Recorded information –
━━━━
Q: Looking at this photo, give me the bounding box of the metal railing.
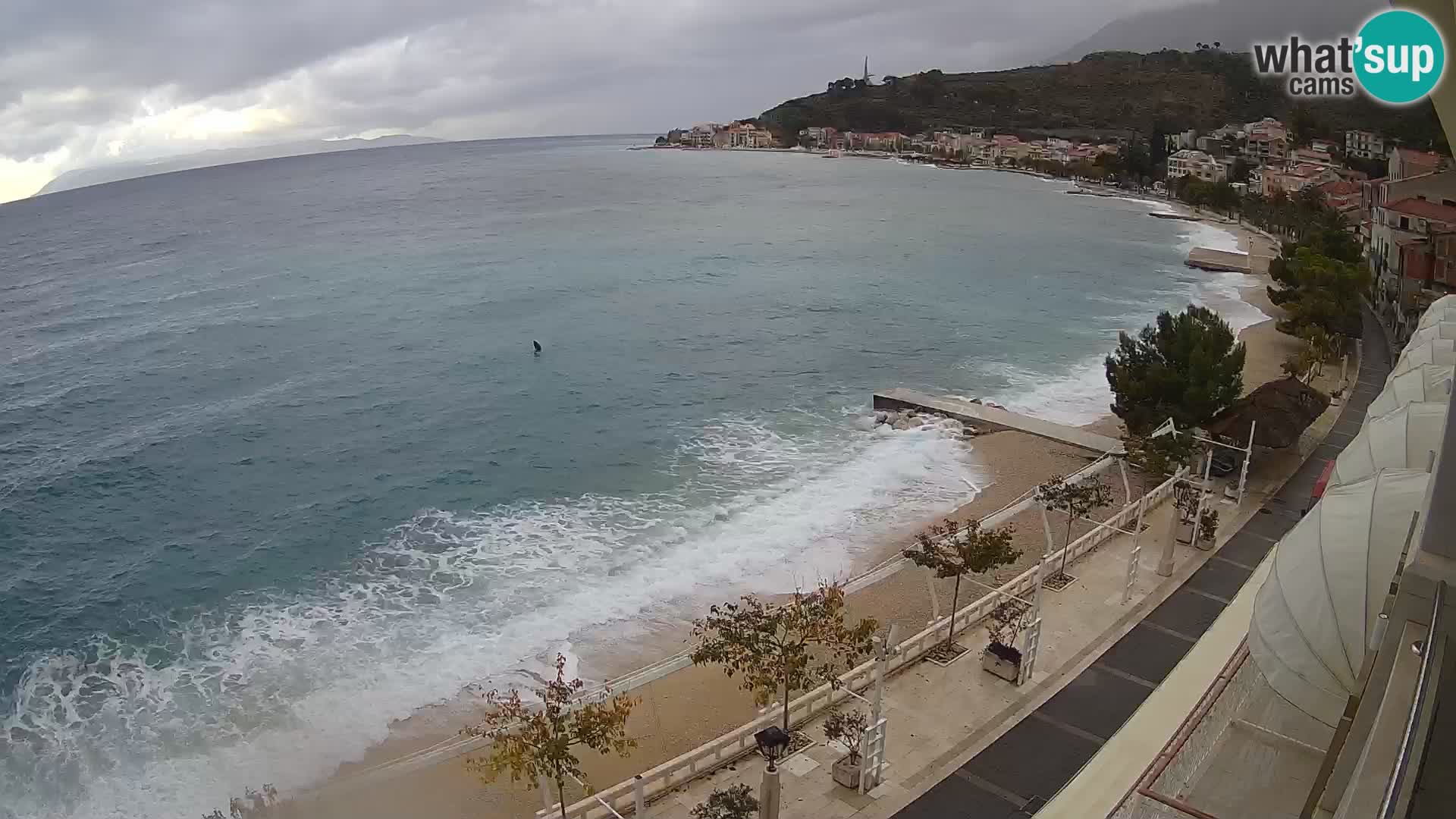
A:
━━━━
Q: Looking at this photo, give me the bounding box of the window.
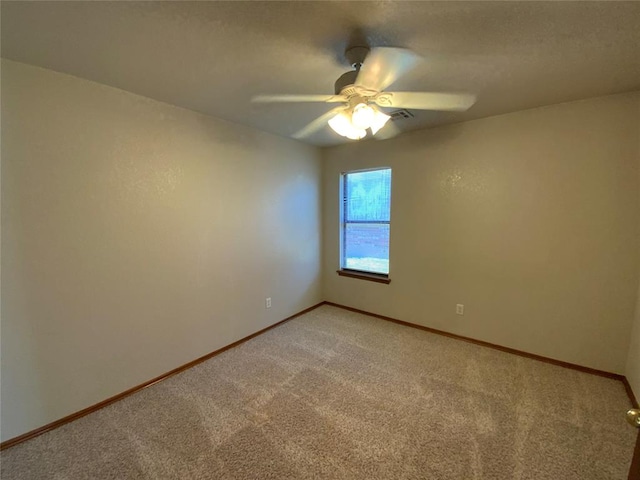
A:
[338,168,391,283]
━━━━
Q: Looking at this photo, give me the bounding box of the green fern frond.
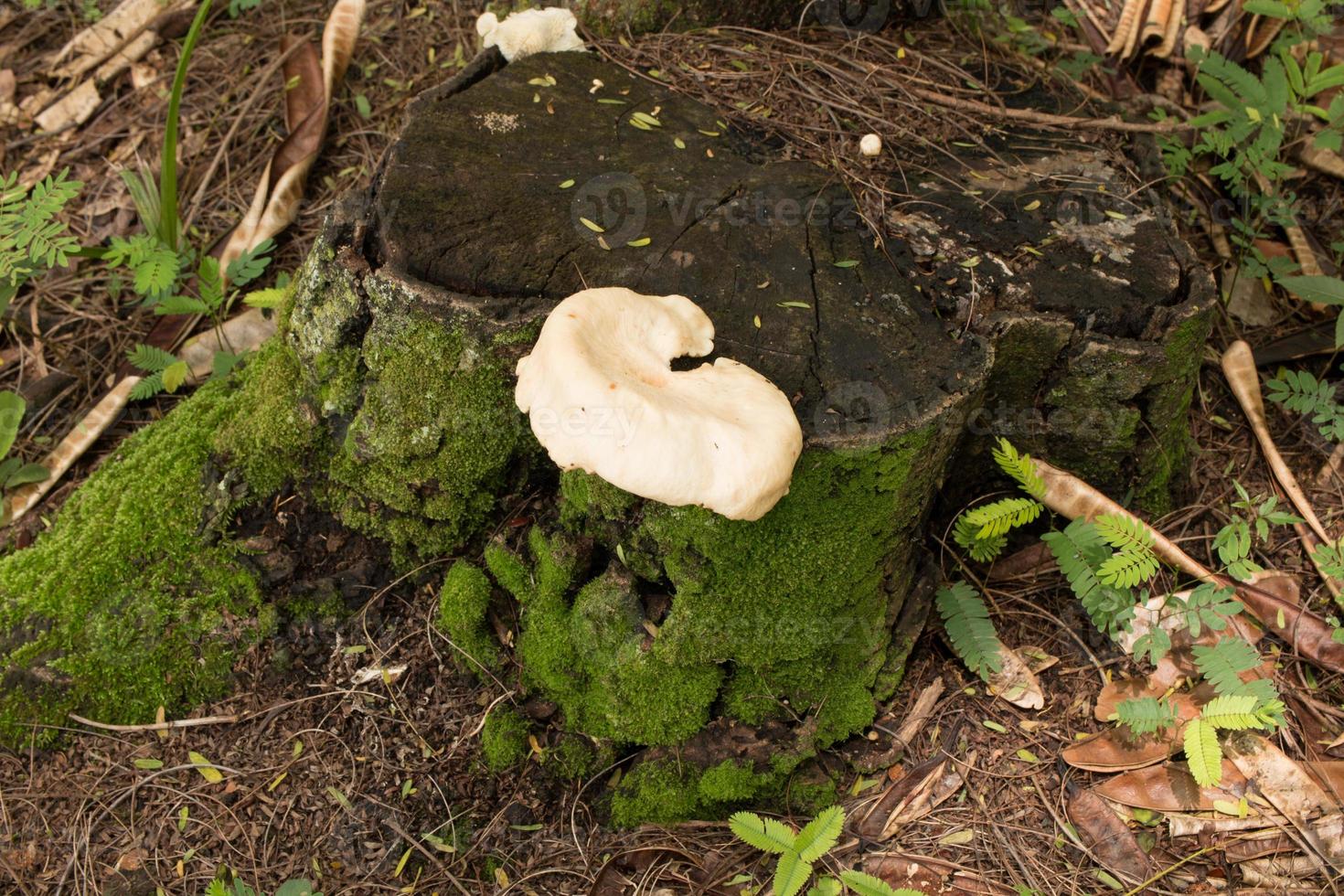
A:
━━━━
Goal – Copy the rows from the line containing "of the window." down through the line containing "[338,168,391,283]", and replace "window" with "skylight" while keeping everything else the same. Leave the pictures out.

Exercise solution –
Q: Looking at this photo, give me the bounding box of the skylight.
A:
[338,168,391,283]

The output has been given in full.